» Work to do:
Show every line of the material below that contains the string "basket".

» Records for this exercise:
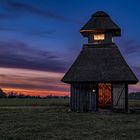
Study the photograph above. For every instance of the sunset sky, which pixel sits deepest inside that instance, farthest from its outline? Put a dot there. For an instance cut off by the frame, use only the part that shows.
(40, 39)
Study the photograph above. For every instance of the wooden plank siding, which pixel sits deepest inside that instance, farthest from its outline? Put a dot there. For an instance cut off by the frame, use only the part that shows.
(83, 99)
(120, 99)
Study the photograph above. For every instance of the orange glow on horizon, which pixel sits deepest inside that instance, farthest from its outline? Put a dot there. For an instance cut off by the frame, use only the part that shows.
(36, 93)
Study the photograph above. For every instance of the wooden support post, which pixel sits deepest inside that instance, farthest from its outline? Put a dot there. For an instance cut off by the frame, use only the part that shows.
(112, 104)
(126, 97)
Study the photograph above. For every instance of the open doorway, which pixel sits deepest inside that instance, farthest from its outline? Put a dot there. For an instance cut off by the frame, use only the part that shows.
(104, 98)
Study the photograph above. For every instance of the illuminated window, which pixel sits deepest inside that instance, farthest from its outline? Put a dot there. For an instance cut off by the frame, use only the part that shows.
(99, 37)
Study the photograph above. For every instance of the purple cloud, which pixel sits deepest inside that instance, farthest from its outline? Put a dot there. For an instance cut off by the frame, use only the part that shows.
(19, 55)
(26, 9)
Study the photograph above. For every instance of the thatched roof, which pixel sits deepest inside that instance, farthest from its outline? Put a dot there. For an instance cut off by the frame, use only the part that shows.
(100, 63)
(100, 21)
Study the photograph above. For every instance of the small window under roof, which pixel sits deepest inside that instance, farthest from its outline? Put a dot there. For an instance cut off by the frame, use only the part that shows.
(99, 37)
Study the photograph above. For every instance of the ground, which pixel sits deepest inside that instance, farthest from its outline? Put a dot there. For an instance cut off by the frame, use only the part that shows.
(49, 119)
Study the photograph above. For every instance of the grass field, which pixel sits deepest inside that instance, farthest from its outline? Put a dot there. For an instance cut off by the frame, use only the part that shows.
(49, 119)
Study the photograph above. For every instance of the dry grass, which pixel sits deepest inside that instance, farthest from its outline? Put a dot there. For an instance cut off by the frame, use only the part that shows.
(56, 123)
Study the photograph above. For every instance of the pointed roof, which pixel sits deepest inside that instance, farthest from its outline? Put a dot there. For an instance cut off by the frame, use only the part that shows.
(100, 21)
(100, 63)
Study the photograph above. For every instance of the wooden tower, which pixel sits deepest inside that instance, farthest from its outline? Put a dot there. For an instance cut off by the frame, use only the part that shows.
(99, 77)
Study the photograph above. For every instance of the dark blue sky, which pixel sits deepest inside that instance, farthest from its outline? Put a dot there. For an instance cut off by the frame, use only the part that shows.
(44, 34)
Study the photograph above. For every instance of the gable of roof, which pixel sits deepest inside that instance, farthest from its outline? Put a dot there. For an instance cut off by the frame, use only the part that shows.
(100, 63)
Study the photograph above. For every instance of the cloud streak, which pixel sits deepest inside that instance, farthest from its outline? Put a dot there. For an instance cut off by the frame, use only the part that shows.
(21, 8)
(16, 54)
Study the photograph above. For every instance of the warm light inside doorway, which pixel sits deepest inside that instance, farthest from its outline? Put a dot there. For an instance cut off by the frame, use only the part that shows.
(99, 37)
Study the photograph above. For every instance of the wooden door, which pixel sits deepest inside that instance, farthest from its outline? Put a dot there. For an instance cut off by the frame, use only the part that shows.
(104, 98)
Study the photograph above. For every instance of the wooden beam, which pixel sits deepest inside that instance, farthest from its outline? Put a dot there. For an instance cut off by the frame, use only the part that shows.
(126, 97)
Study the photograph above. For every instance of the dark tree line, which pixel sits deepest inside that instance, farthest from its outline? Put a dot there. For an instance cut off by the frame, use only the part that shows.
(20, 95)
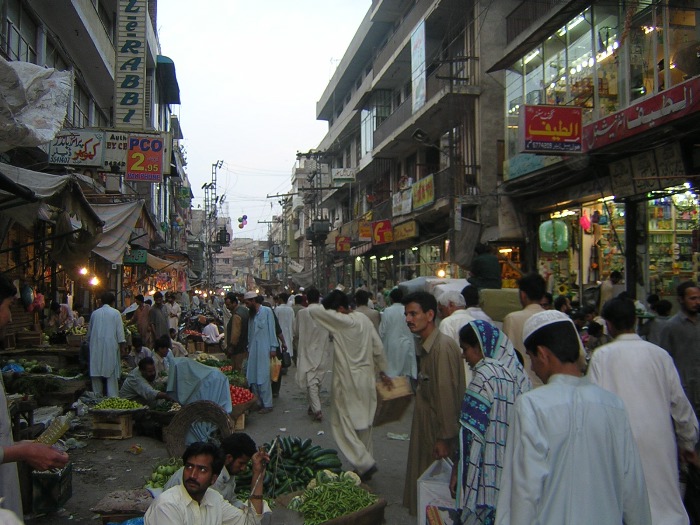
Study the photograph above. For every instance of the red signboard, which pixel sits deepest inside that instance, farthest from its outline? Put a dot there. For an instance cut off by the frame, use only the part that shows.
(665, 107)
(382, 232)
(342, 244)
(551, 129)
(144, 159)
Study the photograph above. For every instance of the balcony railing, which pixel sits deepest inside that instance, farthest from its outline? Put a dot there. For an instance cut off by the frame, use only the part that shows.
(395, 42)
(449, 77)
(526, 14)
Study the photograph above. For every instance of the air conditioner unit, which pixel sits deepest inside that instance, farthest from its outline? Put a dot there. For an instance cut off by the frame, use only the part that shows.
(113, 184)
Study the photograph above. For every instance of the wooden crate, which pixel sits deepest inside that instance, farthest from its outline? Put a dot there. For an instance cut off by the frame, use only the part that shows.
(112, 427)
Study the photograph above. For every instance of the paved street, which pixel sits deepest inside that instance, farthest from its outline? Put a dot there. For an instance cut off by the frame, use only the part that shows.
(105, 465)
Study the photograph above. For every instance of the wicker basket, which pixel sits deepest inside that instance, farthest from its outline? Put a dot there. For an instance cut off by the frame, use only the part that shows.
(174, 434)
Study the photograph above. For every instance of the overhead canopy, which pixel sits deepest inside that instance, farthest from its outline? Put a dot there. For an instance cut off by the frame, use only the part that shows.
(163, 264)
(119, 220)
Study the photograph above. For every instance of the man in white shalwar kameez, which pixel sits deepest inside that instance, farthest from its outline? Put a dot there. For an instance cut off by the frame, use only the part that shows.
(358, 355)
(570, 456)
(662, 419)
(313, 350)
(107, 340)
(399, 342)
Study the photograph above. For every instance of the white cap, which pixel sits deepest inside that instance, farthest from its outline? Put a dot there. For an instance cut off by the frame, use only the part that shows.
(542, 319)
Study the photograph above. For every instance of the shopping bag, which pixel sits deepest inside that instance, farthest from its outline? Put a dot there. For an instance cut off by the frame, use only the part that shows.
(275, 368)
(435, 504)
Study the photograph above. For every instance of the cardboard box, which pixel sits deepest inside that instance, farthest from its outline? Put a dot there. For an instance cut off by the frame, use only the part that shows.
(112, 427)
(391, 404)
(435, 504)
(51, 489)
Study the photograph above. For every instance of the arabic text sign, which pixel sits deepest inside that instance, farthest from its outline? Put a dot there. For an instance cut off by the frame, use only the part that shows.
(667, 106)
(382, 232)
(144, 160)
(342, 244)
(77, 148)
(551, 129)
(423, 192)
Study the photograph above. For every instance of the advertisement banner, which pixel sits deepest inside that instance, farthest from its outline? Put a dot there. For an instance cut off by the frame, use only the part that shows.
(382, 232)
(551, 129)
(405, 230)
(77, 148)
(423, 192)
(364, 231)
(144, 160)
(130, 65)
(342, 244)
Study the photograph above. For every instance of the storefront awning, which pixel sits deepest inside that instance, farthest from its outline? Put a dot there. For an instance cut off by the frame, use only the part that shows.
(119, 220)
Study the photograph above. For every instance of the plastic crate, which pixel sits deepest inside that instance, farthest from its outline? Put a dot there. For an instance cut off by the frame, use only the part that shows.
(51, 489)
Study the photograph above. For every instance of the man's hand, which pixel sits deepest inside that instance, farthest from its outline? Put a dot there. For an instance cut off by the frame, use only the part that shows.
(41, 457)
(442, 449)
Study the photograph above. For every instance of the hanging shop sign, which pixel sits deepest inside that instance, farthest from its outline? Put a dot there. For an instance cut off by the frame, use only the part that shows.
(650, 113)
(423, 192)
(382, 232)
(73, 147)
(405, 230)
(130, 65)
(136, 257)
(144, 158)
(551, 129)
(342, 244)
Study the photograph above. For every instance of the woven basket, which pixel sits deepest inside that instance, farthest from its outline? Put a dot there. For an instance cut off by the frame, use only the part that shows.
(206, 411)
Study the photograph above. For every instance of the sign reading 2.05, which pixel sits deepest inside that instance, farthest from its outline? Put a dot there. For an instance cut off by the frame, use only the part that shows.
(144, 161)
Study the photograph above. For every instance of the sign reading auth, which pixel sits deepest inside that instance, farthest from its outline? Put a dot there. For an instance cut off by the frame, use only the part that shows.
(144, 161)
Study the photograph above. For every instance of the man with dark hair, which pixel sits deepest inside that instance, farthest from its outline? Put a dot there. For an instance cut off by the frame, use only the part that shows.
(399, 343)
(570, 454)
(236, 331)
(140, 317)
(107, 343)
(680, 336)
(38, 456)
(238, 449)
(471, 299)
(138, 385)
(662, 419)
(441, 386)
(362, 302)
(532, 287)
(158, 317)
(262, 346)
(313, 353)
(358, 356)
(193, 502)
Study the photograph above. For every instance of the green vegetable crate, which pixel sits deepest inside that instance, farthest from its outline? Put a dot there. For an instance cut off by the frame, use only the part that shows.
(51, 489)
(112, 426)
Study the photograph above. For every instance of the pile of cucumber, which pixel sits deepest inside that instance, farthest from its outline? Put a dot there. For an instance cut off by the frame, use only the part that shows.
(294, 462)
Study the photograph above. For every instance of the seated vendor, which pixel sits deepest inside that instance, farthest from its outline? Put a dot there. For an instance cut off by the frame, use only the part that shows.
(138, 352)
(162, 355)
(177, 348)
(138, 385)
(237, 449)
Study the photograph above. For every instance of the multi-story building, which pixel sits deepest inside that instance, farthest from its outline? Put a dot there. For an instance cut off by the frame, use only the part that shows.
(601, 139)
(414, 142)
(119, 124)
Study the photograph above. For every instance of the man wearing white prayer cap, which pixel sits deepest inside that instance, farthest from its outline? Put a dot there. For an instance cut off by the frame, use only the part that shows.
(570, 454)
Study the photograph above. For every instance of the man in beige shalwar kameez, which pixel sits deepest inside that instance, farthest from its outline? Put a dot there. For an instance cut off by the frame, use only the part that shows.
(441, 386)
(358, 356)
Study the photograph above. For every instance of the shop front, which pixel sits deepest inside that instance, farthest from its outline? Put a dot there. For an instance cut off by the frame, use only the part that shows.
(615, 190)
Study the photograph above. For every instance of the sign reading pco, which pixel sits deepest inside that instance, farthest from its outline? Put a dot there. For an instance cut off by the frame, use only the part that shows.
(144, 161)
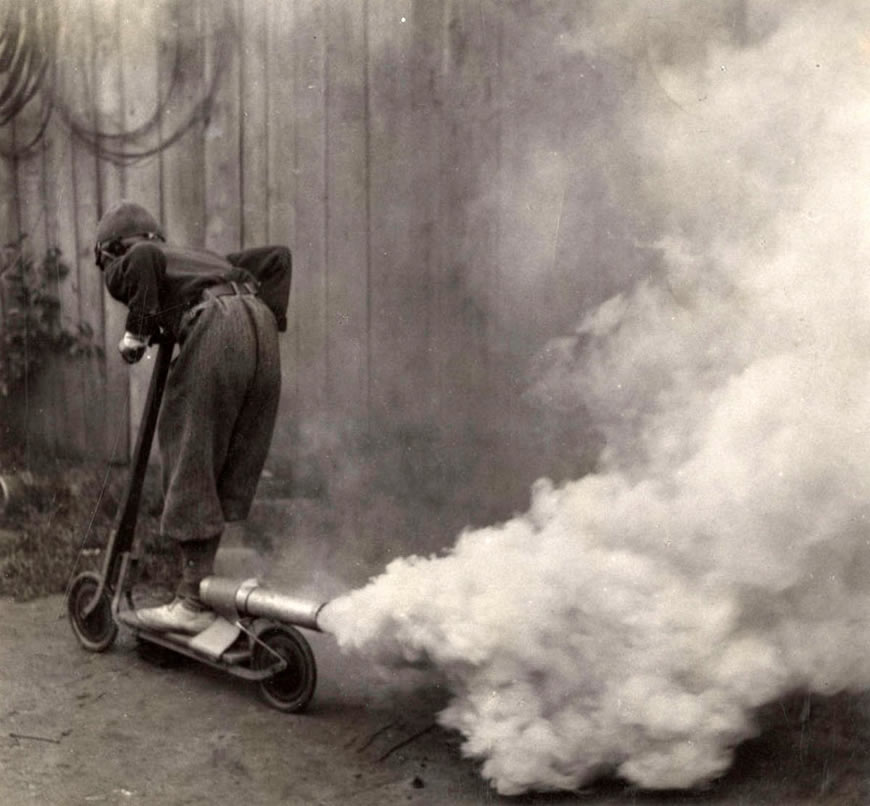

» Answer to this problem:
Study the photograph above. For every instance of the wicker basket, which pixel sits deepest inside that instance, farthest from its outline? Put a dot there. For an instance cut off by the frame, use only the part that shows.
Study the photograph above. For every instance of the woven basket, which pixel sits deepest inside that instance, farthest from its outline? Put a dot there. For an instance cut off by the frame, use only the part that shows.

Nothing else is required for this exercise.